Every line of the data below should be printed exactly. Nothing may be dropped.

[Records from a collection]
_ _ _ _ _

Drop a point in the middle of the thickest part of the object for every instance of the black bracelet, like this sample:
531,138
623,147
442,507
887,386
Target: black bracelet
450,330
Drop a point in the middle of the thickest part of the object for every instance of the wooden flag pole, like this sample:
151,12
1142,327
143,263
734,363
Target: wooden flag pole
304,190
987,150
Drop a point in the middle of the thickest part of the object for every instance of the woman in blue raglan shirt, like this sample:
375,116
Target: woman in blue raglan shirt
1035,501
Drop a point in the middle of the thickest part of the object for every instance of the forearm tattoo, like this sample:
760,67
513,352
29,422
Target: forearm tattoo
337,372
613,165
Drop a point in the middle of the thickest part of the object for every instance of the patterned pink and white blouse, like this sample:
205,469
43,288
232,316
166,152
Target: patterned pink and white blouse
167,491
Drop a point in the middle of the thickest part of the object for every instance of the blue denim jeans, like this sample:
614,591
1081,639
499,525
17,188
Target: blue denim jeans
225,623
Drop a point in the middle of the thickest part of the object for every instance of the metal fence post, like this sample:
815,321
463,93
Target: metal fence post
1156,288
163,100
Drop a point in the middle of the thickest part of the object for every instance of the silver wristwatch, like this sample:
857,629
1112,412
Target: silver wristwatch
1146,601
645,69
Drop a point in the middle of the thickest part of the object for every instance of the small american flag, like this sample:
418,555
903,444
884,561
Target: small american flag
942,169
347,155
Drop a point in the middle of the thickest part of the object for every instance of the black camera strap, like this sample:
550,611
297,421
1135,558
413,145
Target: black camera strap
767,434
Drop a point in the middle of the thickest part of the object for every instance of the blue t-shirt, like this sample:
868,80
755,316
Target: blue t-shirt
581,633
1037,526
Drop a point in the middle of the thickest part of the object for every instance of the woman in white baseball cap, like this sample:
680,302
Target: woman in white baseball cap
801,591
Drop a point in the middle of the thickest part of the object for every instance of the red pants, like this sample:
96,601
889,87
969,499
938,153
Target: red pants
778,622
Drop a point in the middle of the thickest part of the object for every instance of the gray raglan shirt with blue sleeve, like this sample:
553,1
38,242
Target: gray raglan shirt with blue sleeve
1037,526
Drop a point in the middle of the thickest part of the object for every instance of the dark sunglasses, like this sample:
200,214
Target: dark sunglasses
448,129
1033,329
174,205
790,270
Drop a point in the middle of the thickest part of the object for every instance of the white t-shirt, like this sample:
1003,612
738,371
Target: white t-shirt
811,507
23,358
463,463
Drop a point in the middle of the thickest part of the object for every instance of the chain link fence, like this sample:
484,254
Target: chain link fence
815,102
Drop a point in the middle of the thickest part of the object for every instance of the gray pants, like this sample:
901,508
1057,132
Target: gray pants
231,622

_ _ _ _ _

*Task response:*
Drop a point in the middle of the thickest part of the object for every instance of the black bracelet, like this sample:
531,138
623,147
442,507
887,386
Target: black bracelet
450,330
Drop a point in the middle of the thickest part of the object for every instance of the wooden flag pole, like this sample:
151,12
1142,327
143,263
734,363
Target: wooden flag pole
304,190
987,150
Drop a point in the middle of the thickest part of the object for every instance of the woman in blue raglan shirt, like this sample:
375,116
Target: woman in blue raglan shirt
1035,501
Drop a point in the middle of the thickest part of the object for every instance of the forearm tattoo, like this sample:
760,67
513,352
29,422
Target: forearm tattoo
337,372
613,165
Drop a point in the middle of the thickest part of the object for every instance of the patterned pink and white blouse, like this sample:
205,469
43,288
232,316
166,152
Target: patterned pink and white blouse
167,491
Drop a point in the middle of the thickest part of the object for every instance of the blue denim jeans, like this sample:
614,591
1081,639
499,525
17,188
Target: blue denim jeans
225,623
Drop a point in the middle of the thickest part of the object for every instance of the metal fence post, like this sample:
815,321
463,93
Target: metal fence post
1156,288
163,100
Drop a point in the middle of the thickest part of the object for every instance of the silver wristwatch, like this sample:
857,629
1112,412
Target: silver wristwatch
1146,601
645,69
Drop a point in the middle of the thickest part of the object for every instance of the small american flag, like this sample:
418,555
903,444
884,561
Target: small american flag
942,169
347,155
Drop a point in the middle of the thickest part of the object for every instance of the black camera strap, like this sample:
550,611
297,421
1135,558
413,145
Target: black camera strap
767,434
Drop a point in the middle of the thickest part of the object for every instance of the blue t-shirt, like this sample:
868,80
755,316
Target: blue t-shirt
581,633
1037,526
Drop a point in the middle of the thickest part of the object for every instance of the woman in white baseball cap, like this sample:
680,302
Target: woman in white baseball cap
801,591
Drop a point in the middle of the thickest part of the object for every instance of the red pants, like this sample:
96,601
889,87
969,499
938,153
Target: red pants
778,622
Drop a point in the middle of the thickest part of the object for every instance of the gray raglan shirt with blue sleeve, like this sample:
553,1
38,242
Target: gray raglan shirt with blue sleeve
1037,526
Drop a point in the middle of the thickest part of the object for every instance of the dark sunglasses, like this sample:
200,214
Target: dark sunglasses
448,129
1033,329
174,205
790,270
Drop a point in the middle of the thickest part of the object for every instance of the white t-shirt, like this sample:
1003,612
738,371
Target: white t-shirt
811,507
23,358
463,463
Drop a point in the middle of the thickest part of the object for every instance of the chain link fence, like this sample:
484,254
Target: chain link fence
815,102
Drop a point in the middle of the thickest part of the object for every instance of the gray pants, like this sample:
901,508
1057,132
Target: gray pants
231,622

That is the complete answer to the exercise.